#### [Textauszug]
>>

EZB-Präsident Mario Draghi teilte mit, der Rahmen für Notkredite für griechische Banken werde zunächst eine Woche um 900 Millionen Euro erhöht. Bisher lag das Limit bei knapp 90 Milliarden Euro. Draghi forderte zudem eine Schuldenerleichterung für Griechenland.
Außerdem stimmten die Finanzminister der Euroländer den Verhandlungen über ein neues Griechenland-Hilfspaket zu. Das Programm hat eine Laufzeit von drei Jahren und umfasst mindestens 86 Milliarden Euro. Die Eurogruppe begrüßte das positive Votum des griechischen Parlaments zu den verlangten Reformen. Wenn alle Länder zustimmen, können die Verhandlungen am kommenden Wochenende beginnen. Eurogruppenchef Jeroen Dijsselbloem rechnet mit einer Dauer von etwa vier Wochen.

<<

#### [Vorgegebene Zeilen]
>>

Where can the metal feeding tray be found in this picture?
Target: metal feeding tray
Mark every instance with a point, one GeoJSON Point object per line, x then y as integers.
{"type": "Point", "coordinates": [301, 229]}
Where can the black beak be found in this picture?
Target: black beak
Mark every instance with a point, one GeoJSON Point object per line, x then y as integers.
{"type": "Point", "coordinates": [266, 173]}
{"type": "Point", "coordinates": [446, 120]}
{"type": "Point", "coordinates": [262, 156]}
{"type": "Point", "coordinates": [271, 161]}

<<

#### [Zu bearbeiten]
A: Schreiben Sie den Auszug zur Griechenland-Hilfe zwischen „Außerdem stimmten die“ und „etwa vier Wochen.“ einschließlich neu. Setzen Sie dabei „Gesamtdauer“ an die Stelle von „Laufzeit“.
B: Führen Sie den Auszug zur Griechenland-Hilfe im Anschluss an seinen letzten Satz weiter.

#### [Lösungen]
A:
Außerdem stimmten die Finanzminister der Euroländer den Verhandlungen über ein neues Griechenland-Hilfspaket zu. Das Programm hat eine Gesamtdauer von drei Jahren und umfasst mindestens 86 Milliarden Euro. Die Eurogruppe begrüßte das positive Votum des griechischen Parlaments zu den verlangten Reformen. Wenn alle Länder zustimmen, können die Verhandlungen am kommenden Wochenende beginnen. Eurogruppenchef Jeroen Dijsselbloem rechnet mit einer Dauer von etwa vier Wochen.

B:
Nach Angaben von EU-Kommissionspräsident Jean-Claude Juncker verständigten sich die Finanzminister aller EU-Länder zudem auf einen Übergangskredit für Athen. Man wolle dazu bis Mitte August bis zu sieben Milliarden Euro aus Mitteln des allgemeinen EU-Rettungsfonds EFSM nutzen. Der Fonds ist eine Einrichtung aller EU-Staaten, nicht nur der Eurozone. Einige Länder hatten daher Bedenken gegen dessen Nutzung geäußert. Die Minister einigten sich darauf, dass Nicht-Euro-Länder von Haftungsrisiken freigestellt werden sollen.
Proteste gegen Sparmaßnahmen
Das griechische Parlament hatte den zuvor Sparauflagen zugestimmt. Die angenommenen Gesetze umfassen vor allem höhere Mehrwertsteuern und Zusatzabgaben für Freiberufler sowie Besitzer von Luxusautos, Häusern und Jachten. Ebenfalls enthalten ist ein nahezu vollständiger Stopp aller Frühverrentungen. Außerdem geht es um eine Anhebung des Rentenalters und Privatisierungen. Tausende hatten vor dem Parlament in Athen gegen die Maßnahmen demonstriert. In Griechenland könnte es zudem zu einer vorgezogenen Parlamentswahl kommen. Innenminister Nikos Voutsis nannte als möglichen Termin September oder Oktober.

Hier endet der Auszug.